Task statement: Reproduce verbatim the stretch of the review of Vitruvius on Architecture from "Marcus Vitruvius Pollio’s" through "the modern world.".

Extract provided:
--- begin ---
Marcus Vitruvius Pollio’s Ten Books on Architecture (De Architectura Libri Decem), written between 30 and 20 B.C., may be one of the most influential works of classical literature. Composed in a mediocre, tortuous Latin—clearly in imitation of such contemporaneous stylists as Cicero, but far below them—it wanders through a summary of virtually everything known at the time, in an attempt to lay the foundation of what architectural historian Frank Brown called “architecture as a liberal art.” Although the Ten Books is a highly imperfect work (which is probably what makes it so accessible to reinterpretation), it provides such a unified view of knowledge that it amply conveys the classical liberal arts ideal of education to the modern world.
For architects from the Renaissance to the early 20th century, on the other hand, the Ten Books has been something of a Holy Grail—a book which, if its secrets were ever fully elucidated (Vitruvius’s original manuscript included 11 drawings, which have been lost), would reveal the key to the creation of great architecture.
Thomas Gordon Smith’s Vitruvius on Architecture is definitely in this latter architectural tradition. The book is a reprint of Morris Hicky Morgan’s 1914 translation as newly emended by classicist Stephen Kellogg, with a lengthy introduction by Smith, drawings by Smith and architect Matthew Rosenshine and photos of (mainly Hellenistic) buildings. It is the illustrations that distinguish this work from all other translations of Vitruvius.
An architect by profession, Smith was a significant figure in the development of “ironic classicism” in the 1980s, which revived the use of classical forms in architecture in an amusing or ironic way (Philip Johnson’s 1978 AT&T building in New York is a well-known early example). Then, as chair of the department of architecture at Notre Dame, he converted to a more “rigorous” use of classical styles, which he now incorporates into his own buildings. He is a leading figure of a small but passionate group of classicist architects who continue to produce meticulously elegant and masterful renditions of 18th-century-style buildings. If you want a classical building, go to this group; no one today can do them better.
--- end ---
Entries supplied:
--- begin ---
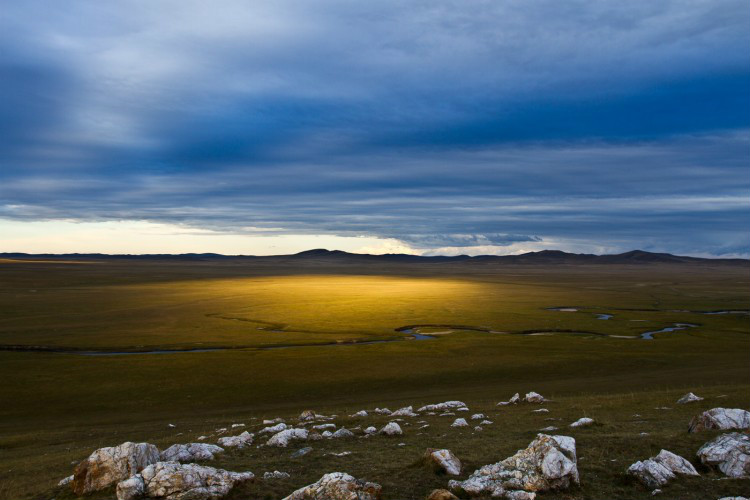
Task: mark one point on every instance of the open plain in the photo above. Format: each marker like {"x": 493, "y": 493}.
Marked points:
{"x": 99, "y": 351}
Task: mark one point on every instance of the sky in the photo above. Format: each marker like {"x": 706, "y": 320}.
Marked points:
{"x": 425, "y": 127}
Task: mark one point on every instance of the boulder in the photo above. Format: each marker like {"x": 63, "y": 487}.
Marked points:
{"x": 729, "y": 452}
{"x": 441, "y": 495}
{"x": 443, "y": 461}
{"x": 583, "y": 422}
{"x": 688, "y": 398}
{"x": 108, "y": 466}
{"x": 391, "y": 429}
{"x": 548, "y": 463}
{"x": 407, "y": 411}
{"x": 448, "y": 405}
{"x": 721, "y": 418}
{"x": 343, "y": 433}
{"x": 534, "y": 397}
{"x": 659, "y": 470}
{"x": 283, "y": 438}
{"x": 242, "y": 441}
{"x": 275, "y": 475}
{"x": 190, "y": 452}
{"x": 274, "y": 428}
{"x": 338, "y": 486}
{"x": 307, "y": 415}
{"x": 514, "y": 400}
{"x": 175, "y": 481}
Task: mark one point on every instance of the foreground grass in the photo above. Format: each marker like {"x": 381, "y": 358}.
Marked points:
{"x": 57, "y": 407}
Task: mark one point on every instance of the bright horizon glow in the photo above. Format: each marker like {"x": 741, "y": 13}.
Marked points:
{"x": 143, "y": 237}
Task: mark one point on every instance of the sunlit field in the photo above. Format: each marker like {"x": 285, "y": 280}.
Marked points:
{"x": 79, "y": 370}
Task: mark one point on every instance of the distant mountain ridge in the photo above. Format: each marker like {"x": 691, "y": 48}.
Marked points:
{"x": 319, "y": 254}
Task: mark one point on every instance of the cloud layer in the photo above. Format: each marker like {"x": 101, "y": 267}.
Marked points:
{"x": 442, "y": 125}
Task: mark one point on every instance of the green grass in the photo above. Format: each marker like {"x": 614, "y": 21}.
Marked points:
{"x": 56, "y": 408}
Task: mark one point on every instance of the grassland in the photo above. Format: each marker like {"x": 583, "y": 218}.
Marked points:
{"x": 57, "y": 407}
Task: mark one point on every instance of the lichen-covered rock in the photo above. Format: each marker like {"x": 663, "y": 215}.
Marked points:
{"x": 175, "y": 481}
{"x": 729, "y": 452}
{"x": 514, "y": 400}
{"x": 534, "y": 397}
{"x": 275, "y": 475}
{"x": 443, "y": 406}
{"x": 307, "y": 415}
{"x": 242, "y": 441}
{"x": 443, "y": 461}
{"x": 721, "y": 418}
{"x": 583, "y": 422}
{"x": 283, "y": 438}
{"x": 338, "y": 486}
{"x": 190, "y": 452}
{"x": 441, "y": 495}
{"x": 108, "y": 466}
{"x": 273, "y": 429}
{"x": 659, "y": 470}
{"x": 548, "y": 463}
{"x": 688, "y": 398}
{"x": 391, "y": 429}
{"x": 407, "y": 411}
{"x": 343, "y": 433}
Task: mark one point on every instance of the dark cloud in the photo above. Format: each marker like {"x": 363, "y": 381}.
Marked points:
{"x": 440, "y": 124}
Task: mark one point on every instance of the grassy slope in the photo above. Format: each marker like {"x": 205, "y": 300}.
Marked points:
{"x": 62, "y": 406}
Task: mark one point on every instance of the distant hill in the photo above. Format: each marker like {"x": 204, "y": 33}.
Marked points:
{"x": 338, "y": 256}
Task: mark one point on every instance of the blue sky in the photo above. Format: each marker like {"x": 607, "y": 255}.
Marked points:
{"x": 425, "y": 127}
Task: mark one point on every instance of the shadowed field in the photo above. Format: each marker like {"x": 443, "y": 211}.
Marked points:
{"x": 59, "y": 406}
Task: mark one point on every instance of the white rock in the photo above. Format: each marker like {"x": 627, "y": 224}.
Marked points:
{"x": 274, "y": 429}
{"x": 583, "y": 422}
{"x": 190, "y": 452}
{"x": 275, "y": 475}
{"x": 444, "y": 460}
{"x": 407, "y": 411}
{"x": 322, "y": 427}
{"x": 243, "y": 440}
{"x": 337, "y": 486}
{"x": 343, "y": 433}
{"x": 729, "y": 452}
{"x": 661, "y": 469}
{"x": 175, "y": 481}
{"x": 549, "y": 462}
{"x": 448, "y": 405}
{"x": 688, "y": 398}
{"x": 721, "y": 418}
{"x": 283, "y": 438}
{"x": 108, "y": 466}
{"x": 534, "y": 397}
{"x": 391, "y": 429}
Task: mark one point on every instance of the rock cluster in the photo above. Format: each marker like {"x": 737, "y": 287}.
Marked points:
{"x": 548, "y": 463}
{"x": 659, "y": 470}
{"x": 729, "y": 452}
{"x": 175, "y": 481}
{"x": 107, "y": 466}
{"x": 337, "y": 486}
{"x": 722, "y": 419}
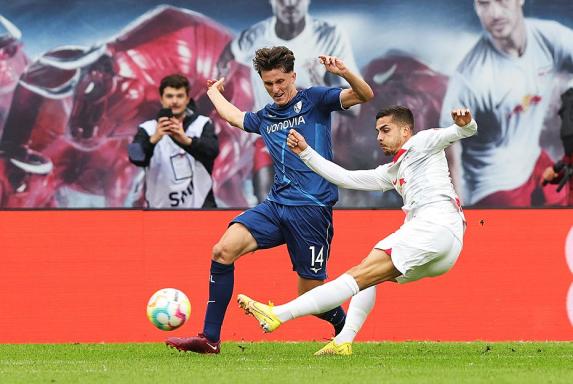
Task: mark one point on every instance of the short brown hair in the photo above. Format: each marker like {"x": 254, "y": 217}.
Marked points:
{"x": 176, "y": 81}
{"x": 267, "y": 59}
{"x": 399, "y": 114}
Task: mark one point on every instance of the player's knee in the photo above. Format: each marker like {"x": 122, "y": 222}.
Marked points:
{"x": 223, "y": 254}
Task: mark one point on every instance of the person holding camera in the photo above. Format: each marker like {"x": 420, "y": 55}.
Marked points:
{"x": 177, "y": 150}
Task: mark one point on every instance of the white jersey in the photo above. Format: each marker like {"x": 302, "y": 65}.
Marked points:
{"x": 419, "y": 172}
{"x": 317, "y": 38}
{"x": 509, "y": 97}
{"x": 174, "y": 178}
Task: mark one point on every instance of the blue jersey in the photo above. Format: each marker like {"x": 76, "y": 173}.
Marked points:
{"x": 309, "y": 114}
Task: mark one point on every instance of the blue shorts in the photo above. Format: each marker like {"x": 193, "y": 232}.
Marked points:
{"x": 306, "y": 230}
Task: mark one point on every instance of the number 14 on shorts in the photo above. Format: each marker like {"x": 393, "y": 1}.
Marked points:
{"x": 316, "y": 260}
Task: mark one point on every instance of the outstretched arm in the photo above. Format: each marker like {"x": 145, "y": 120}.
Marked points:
{"x": 226, "y": 110}
{"x": 364, "y": 180}
{"x": 359, "y": 91}
{"x": 464, "y": 127}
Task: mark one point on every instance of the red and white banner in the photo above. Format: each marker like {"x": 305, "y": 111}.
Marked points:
{"x": 86, "y": 276}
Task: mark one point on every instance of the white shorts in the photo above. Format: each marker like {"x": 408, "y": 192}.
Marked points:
{"x": 421, "y": 249}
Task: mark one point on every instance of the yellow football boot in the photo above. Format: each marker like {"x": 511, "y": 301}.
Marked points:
{"x": 344, "y": 349}
{"x": 263, "y": 313}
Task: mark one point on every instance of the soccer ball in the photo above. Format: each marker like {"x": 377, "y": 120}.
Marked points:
{"x": 168, "y": 309}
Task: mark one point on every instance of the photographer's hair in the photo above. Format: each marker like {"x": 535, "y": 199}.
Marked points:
{"x": 267, "y": 59}
{"x": 399, "y": 114}
{"x": 176, "y": 81}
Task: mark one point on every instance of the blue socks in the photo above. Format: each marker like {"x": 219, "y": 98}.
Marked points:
{"x": 336, "y": 317}
{"x": 221, "y": 282}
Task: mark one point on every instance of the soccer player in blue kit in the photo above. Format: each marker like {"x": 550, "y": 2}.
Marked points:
{"x": 298, "y": 210}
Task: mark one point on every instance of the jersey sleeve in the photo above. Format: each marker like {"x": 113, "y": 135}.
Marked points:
{"x": 252, "y": 122}
{"x": 326, "y": 98}
{"x": 363, "y": 180}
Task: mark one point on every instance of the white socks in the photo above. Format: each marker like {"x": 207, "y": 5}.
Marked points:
{"x": 319, "y": 299}
{"x": 360, "y": 307}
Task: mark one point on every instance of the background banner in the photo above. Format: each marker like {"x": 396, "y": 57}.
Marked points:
{"x": 78, "y": 77}
{"x": 70, "y": 276}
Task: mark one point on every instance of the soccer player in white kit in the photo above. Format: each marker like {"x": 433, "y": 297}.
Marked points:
{"x": 506, "y": 80}
{"x": 426, "y": 245}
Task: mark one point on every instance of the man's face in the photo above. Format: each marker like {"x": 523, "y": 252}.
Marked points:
{"x": 290, "y": 11}
{"x": 391, "y": 136}
{"x": 176, "y": 99}
{"x": 280, "y": 85}
{"x": 499, "y": 17}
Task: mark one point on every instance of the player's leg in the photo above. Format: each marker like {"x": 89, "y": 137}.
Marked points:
{"x": 335, "y": 316}
{"x": 377, "y": 267}
{"x": 360, "y": 306}
{"x": 235, "y": 242}
{"x": 309, "y": 233}
{"x": 253, "y": 229}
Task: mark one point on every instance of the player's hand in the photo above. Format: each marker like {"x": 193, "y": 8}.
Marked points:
{"x": 296, "y": 142}
{"x": 461, "y": 116}
{"x": 333, "y": 64}
{"x": 177, "y": 132}
{"x": 216, "y": 84}
{"x": 163, "y": 128}
{"x": 549, "y": 175}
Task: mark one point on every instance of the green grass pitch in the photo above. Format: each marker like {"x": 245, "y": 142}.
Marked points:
{"x": 406, "y": 362}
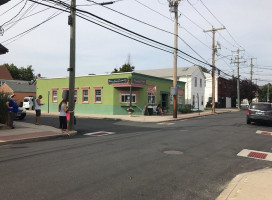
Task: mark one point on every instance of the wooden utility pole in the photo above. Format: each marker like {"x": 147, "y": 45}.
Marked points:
{"x": 173, "y": 4}
{"x": 238, "y": 78}
{"x": 71, "y": 69}
{"x": 213, "y": 30}
{"x": 251, "y": 68}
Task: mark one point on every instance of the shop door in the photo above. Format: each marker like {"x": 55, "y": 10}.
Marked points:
{"x": 164, "y": 101}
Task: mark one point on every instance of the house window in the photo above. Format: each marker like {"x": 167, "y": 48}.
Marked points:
{"x": 151, "y": 99}
{"x": 180, "y": 98}
{"x": 125, "y": 98}
{"x": 54, "y": 96}
{"x": 75, "y": 95}
{"x": 98, "y": 95}
{"x": 85, "y": 96}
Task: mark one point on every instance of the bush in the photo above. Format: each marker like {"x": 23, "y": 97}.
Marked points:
{"x": 3, "y": 107}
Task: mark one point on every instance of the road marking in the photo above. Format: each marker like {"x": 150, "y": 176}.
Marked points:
{"x": 100, "y": 133}
{"x": 165, "y": 123}
{"x": 260, "y": 155}
{"x": 263, "y": 132}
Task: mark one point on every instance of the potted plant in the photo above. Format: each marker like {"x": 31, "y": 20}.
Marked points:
{"x": 130, "y": 111}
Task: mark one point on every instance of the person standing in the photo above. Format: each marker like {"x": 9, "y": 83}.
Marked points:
{"x": 12, "y": 108}
{"x": 38, "y": 105}
{"x": 62, "y": 116}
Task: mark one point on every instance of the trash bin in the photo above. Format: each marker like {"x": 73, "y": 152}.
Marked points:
{"x": 150, "y": 111}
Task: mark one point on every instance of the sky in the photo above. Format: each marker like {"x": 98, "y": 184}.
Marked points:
{"x": 99, "y": 50}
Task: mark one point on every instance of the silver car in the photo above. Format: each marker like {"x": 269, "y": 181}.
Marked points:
{"x": 259, "y": 112}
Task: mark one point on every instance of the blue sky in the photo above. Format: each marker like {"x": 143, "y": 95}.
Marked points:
{"x": 99, "y": 50}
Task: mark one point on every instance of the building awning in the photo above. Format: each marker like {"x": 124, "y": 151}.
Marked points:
{"x": 3, "y": 49}
{"x": 122, "y": 85}
{"x": 125, "y": 82}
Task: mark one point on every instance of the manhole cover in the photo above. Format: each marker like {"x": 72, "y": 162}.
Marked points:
{"x": 257, "y": 155}
{"x": 173, "y": 152}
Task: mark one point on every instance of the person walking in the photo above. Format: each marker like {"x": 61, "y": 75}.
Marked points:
{"x": 38, "y": 105}
{"x": 12, "y": 108}
{"x": 62, "y": 116}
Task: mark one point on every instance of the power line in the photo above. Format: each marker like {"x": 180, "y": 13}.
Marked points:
{"x": 16, "y": 14}
{"x": 12, "y": 8}
{"x": 199, "y": 13}
{"x": 152, "y": 27}
{"x": 31, "y": 29}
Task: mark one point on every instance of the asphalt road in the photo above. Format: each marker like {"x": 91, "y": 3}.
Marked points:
{"x": 190, "y": 159}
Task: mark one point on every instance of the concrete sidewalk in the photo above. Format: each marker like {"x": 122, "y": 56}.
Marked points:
{"x": 26, "y": 132}
{"x": 144, "y": 118}
{"x": 248, "y": 186}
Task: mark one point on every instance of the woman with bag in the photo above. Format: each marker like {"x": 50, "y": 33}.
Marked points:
{"x": 62, "y": 116}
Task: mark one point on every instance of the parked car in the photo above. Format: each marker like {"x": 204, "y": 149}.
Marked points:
{"x": 21, "y": 113}
{"x": 28, "y": 103}
{"x": 259, "y": 112}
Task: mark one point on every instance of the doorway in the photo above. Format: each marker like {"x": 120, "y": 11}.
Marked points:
{"x": 164, "y": 101}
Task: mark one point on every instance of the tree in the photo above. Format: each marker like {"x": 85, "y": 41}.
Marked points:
{"x": 127, "y": 67}
{"x": 22, "y": 73}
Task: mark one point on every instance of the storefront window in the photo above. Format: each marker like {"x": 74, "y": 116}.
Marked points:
{"x": 85, "y": 96}
{"x": 98, "y": 96}
{"x": 125, "y": 98}
{"x": 54, "y": 96}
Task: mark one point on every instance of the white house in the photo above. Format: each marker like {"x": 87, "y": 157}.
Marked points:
{"x": 222, "y": 88}
{"x": 195, "y": 82}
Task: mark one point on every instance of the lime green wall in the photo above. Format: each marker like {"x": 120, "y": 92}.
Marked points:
{"x": 110, "y": 96}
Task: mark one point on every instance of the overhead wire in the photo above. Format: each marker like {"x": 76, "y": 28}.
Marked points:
{"x": 11, "y": 8}
{"x": 150, "y": 26}
{"x": 16, "y": 14}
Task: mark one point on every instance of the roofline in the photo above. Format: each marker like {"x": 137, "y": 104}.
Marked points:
{"x": 112, "y": 74}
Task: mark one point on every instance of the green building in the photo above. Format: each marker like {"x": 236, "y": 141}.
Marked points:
{"x": 110, "y": 94}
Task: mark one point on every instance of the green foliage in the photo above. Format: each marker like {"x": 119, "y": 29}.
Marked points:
{"x": 3, "y": 107}
{"x": 125, "y": 68}
{"x": 22, "y": 73}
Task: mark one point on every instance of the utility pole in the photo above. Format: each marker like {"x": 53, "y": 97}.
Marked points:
{"x": 71, "y": 69}
{"x": 238, "y": 77}
{"x": 213, "y": 30}
{"x": 268, "y": 92}
{"x": 251, "y": 68}
{"x": 173, "y": 4}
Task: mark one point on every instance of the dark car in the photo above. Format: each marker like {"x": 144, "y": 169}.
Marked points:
{"x": 259, "y": 112}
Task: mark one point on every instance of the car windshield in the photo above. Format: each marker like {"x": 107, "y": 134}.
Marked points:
{"x": 262, "y": 107}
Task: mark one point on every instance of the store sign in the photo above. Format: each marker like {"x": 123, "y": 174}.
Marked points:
--- end ---
Response below:
Marcus Vitruvius Pollio’s Ten Books on Architecture (De Architectura Libri Decem), written between 30 and 20 B.C., may be one of the most influential works of classical literature. Composed in a mediocre, tortuous Latin—clearly in imitation of such contemporaneous stylists as Cicero, but far below them—it wanders through a summary of virtually everything known at the time, in an attempt to lay the foundation of what architectural historian Frank Brown called “architecture as a liberal art.” Although the Ten Books is a highly imperfect work (which is probably what makes it so accessible to reinterpretation), it provides such a unified view of knowledge that it amply conveys the classical liberal arts ideal of education to the modern world.